# What you will do
Only the lines from the one containing "target: white bucket hat" through the end of the material are to be echoed, each exactly as it appears.

# Data to use
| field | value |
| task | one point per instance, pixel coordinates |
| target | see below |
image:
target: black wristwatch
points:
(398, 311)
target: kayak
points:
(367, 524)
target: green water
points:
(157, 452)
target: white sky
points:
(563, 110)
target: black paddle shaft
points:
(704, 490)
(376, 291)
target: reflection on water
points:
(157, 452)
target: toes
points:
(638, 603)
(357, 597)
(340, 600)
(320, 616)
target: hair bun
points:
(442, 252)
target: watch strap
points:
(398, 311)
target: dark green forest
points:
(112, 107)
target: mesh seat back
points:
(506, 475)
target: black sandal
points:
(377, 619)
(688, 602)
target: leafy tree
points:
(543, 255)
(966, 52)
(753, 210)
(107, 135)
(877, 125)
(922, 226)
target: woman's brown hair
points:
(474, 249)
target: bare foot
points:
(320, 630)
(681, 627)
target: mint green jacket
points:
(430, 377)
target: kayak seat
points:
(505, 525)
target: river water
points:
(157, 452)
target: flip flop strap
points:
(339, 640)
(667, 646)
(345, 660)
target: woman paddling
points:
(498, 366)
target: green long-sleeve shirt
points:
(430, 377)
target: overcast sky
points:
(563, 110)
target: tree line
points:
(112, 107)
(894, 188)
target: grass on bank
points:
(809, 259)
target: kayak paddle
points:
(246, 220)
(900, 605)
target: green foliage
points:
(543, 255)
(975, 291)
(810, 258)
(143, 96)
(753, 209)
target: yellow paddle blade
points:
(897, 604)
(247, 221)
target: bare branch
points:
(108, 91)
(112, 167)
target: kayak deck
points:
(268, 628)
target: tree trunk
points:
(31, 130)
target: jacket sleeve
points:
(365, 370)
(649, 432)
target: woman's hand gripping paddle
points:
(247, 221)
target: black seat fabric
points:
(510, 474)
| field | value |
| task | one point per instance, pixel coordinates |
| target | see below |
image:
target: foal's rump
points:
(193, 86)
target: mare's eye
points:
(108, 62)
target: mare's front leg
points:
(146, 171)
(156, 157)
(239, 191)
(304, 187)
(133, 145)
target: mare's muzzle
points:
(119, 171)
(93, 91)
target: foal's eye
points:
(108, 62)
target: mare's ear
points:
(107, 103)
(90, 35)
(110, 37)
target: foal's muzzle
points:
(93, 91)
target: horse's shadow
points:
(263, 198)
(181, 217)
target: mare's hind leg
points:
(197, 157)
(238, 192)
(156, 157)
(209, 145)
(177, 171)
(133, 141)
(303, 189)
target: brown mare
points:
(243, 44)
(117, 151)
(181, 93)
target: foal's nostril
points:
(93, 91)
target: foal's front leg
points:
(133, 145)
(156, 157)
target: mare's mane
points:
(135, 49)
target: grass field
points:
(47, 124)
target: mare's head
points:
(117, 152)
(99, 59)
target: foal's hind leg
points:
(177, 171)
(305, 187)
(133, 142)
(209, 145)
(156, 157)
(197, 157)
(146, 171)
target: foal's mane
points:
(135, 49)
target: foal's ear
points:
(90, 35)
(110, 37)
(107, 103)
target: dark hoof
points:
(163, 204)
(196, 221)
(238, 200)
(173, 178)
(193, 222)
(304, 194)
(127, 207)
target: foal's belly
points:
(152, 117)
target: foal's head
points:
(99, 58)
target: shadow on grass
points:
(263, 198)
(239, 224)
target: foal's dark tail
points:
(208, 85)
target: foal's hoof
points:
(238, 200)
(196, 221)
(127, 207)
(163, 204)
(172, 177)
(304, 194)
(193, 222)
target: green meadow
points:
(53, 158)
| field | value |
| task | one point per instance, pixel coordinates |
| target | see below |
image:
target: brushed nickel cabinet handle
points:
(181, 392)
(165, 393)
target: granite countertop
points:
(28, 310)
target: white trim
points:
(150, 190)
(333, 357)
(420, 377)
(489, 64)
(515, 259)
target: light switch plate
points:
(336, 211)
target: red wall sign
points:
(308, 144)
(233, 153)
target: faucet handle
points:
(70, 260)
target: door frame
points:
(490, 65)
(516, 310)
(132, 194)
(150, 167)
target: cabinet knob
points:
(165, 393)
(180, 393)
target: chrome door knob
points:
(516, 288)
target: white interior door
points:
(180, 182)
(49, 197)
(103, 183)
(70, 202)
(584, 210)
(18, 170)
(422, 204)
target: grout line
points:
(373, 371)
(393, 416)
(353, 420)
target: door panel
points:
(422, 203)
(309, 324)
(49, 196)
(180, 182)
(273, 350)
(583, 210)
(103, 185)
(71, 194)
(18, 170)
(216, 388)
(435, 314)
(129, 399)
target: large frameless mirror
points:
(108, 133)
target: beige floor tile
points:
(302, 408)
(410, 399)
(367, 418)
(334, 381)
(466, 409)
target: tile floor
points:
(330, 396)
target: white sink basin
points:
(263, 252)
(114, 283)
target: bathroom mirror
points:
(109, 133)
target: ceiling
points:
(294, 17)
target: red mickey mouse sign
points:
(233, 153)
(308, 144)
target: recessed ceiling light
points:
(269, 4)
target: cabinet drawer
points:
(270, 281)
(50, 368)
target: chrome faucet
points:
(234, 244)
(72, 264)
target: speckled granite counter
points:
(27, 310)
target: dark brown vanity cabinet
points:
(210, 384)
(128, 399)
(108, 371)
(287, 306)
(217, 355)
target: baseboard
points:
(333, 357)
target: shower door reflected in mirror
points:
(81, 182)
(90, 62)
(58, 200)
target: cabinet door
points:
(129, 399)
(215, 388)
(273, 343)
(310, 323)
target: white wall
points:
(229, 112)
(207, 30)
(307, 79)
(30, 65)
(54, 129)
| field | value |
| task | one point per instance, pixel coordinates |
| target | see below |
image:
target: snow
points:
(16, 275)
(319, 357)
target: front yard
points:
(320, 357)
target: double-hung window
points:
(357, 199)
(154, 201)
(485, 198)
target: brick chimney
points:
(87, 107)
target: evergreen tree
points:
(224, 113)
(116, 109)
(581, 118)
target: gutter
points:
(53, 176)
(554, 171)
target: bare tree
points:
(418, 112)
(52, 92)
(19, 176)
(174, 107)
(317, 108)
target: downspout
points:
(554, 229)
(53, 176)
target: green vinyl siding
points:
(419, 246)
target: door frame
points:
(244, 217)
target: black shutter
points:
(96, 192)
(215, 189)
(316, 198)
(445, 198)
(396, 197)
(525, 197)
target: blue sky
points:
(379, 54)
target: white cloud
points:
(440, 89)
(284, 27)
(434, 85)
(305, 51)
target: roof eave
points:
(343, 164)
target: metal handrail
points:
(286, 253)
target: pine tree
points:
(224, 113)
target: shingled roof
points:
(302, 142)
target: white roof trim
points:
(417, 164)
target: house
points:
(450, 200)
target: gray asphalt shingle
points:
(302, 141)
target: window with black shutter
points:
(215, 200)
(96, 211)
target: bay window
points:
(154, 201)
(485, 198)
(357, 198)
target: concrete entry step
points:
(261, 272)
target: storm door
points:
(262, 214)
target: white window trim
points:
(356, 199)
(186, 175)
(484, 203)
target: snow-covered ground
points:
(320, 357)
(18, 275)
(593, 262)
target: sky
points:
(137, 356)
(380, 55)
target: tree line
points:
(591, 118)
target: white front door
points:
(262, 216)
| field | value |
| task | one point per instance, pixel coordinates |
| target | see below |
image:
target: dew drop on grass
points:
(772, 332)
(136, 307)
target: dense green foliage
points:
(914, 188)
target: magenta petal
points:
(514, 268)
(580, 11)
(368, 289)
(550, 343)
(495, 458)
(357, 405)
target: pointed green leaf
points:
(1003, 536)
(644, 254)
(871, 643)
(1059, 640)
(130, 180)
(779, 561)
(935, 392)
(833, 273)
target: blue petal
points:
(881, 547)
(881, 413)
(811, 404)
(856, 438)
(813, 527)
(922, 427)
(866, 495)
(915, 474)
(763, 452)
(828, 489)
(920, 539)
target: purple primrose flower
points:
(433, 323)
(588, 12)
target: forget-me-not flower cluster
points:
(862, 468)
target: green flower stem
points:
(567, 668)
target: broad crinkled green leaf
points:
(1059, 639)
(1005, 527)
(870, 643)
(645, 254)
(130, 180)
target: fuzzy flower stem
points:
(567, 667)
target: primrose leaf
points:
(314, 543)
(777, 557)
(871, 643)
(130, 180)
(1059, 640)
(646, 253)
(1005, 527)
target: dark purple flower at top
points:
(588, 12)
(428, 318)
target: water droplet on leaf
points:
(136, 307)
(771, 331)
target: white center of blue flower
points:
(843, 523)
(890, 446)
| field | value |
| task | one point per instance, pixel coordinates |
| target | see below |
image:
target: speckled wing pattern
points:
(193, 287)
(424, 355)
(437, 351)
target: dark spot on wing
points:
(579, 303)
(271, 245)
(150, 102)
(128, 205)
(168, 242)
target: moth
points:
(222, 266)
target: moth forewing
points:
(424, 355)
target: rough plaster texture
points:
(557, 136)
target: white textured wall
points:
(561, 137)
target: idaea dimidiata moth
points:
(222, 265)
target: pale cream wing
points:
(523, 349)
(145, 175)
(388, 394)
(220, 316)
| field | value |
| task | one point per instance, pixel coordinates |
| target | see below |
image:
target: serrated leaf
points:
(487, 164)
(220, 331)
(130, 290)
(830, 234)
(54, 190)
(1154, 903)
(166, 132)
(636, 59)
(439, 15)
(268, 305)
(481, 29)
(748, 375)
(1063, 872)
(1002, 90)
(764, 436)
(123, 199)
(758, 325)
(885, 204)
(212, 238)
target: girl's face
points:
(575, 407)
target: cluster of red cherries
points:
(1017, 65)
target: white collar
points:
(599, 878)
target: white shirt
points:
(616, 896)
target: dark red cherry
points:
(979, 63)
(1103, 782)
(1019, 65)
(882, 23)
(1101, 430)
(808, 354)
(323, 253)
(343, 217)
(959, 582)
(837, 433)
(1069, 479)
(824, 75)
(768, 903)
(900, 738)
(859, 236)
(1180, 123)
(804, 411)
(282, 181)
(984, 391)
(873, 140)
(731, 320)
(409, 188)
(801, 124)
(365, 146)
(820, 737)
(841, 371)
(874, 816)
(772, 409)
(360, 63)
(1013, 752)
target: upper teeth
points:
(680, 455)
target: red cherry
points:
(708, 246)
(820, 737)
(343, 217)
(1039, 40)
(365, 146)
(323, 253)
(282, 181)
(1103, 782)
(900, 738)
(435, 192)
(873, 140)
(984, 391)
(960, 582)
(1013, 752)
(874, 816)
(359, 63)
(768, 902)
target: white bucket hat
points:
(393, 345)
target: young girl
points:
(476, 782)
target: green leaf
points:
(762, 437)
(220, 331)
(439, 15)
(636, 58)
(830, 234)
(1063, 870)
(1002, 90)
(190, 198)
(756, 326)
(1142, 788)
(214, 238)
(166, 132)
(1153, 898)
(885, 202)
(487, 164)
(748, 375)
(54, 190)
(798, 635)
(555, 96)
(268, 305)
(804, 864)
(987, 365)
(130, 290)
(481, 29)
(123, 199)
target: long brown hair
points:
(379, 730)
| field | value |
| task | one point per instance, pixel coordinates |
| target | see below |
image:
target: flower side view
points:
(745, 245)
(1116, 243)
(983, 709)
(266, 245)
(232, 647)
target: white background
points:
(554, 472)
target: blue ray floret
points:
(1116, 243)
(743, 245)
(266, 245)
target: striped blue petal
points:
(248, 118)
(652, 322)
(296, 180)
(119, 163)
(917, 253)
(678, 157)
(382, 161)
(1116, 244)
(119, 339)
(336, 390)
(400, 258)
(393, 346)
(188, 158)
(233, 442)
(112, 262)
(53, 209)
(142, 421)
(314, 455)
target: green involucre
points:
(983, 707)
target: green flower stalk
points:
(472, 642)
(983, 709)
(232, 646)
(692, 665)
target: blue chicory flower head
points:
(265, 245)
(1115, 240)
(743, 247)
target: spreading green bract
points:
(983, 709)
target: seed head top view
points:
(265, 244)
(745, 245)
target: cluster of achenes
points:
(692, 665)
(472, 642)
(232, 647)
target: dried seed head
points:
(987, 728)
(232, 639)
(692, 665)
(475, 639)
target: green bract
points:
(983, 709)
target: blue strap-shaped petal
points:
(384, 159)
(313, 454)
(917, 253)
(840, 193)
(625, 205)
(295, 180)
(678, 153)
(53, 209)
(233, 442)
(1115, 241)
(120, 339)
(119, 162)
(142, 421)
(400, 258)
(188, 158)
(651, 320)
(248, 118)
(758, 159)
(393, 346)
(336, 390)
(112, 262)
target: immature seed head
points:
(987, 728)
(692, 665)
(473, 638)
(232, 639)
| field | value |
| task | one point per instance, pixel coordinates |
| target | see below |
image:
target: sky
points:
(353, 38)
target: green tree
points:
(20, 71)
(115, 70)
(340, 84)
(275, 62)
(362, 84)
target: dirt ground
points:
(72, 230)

# Solved problem
target: white bucket hat
points:
(393, 345)
target: young girl
points:
(476, 782)
target: green leaf
points:
(762, 437)
(220, 331)
(439, 15)
(636, 58)
(830, 234)
(1063, 870)
(1002, 90)
(190, 198)
(756, 326)
(1142, 788)
(214, 238)
(166, 132)
(1153, 898)
(885, 202)
(487, 164)
(748, 375)
(54, 190)
(798, 635)
(555, 96)
(268, 305)
(804, 864)
(987, 365)
(130, 290)
(481, 29)
(123, 199)
target: long brown hair
points:
(379, 730)
| field | value |
| task | one point per instance, pixel coordinates |
| target | see below |
image:
target: flower side view
points:
(745, 245)
(1116, 243)
(983, 709)
(266, 245)
(232, 647)
target: white background
points:
(554, 472)
target: blue ray floret
points:
(1116, 243)
(743, 245)
(266, 245)
target: striped blue petal
points:
(248, 118)
(652, 322)
(296, 180)
(119, 163)
(917, 253)
(678, 157)
(382, 161)
(1116, 244)
(119, 339)
(336, 390)
(400, 258)
(393, 346)
(188, 158)
(233, 442)
(112, 262)
(53, 209)
(142, 421)
(314, 455)
target: green involucre
points:
(983, 707)
target: green flower stalk
points:
(472, 642)
(983, 709)
(232, 646)
(692, 665)
target: blue chicory flower head
points:
(265, 245)
(1115, 240)
(743, 247)
target: spreading green bract
points:
(983, 709)
target: seed head top view
points:
(265, 244)
(745, 245)
target: cluster of achenes
points:
(692, 665)
(472, 642)
(232, 647)
target: dried seed head
points:
(987, 728)
(232, 639)
(692, 665)
(475, 639)
target: green bract
points:
(983, 709)
target: blue strap-shaped petal
points:
(384, 159)
(313, 454)
(917, 253)
(840, 193)
(625, 205)
(295, 180)
(678, 153)
(53, 209)
(233, 442)
(1115, 241)
(120, 339)
(119, 162)
(142, 421)
(400, 258)
(188, 158)
(651, 320)
(248, 118)
(758, 159)
(393, 346)
(336, 390)
(112, 262)
target: immature seed head
points:
(987, 728)
(692, 665)
(473, 638)
(232, 639)
| field | value |
| task | one point per instance, pixel coordinates |
| target | see below |
image:
target: sky
points:
(353, 38)
target: green tree
points:
(20, 71)
(115, 70)
(340, 84)
(275, 62)
(362, 84)
target: dirt ground
points:
(72, 230)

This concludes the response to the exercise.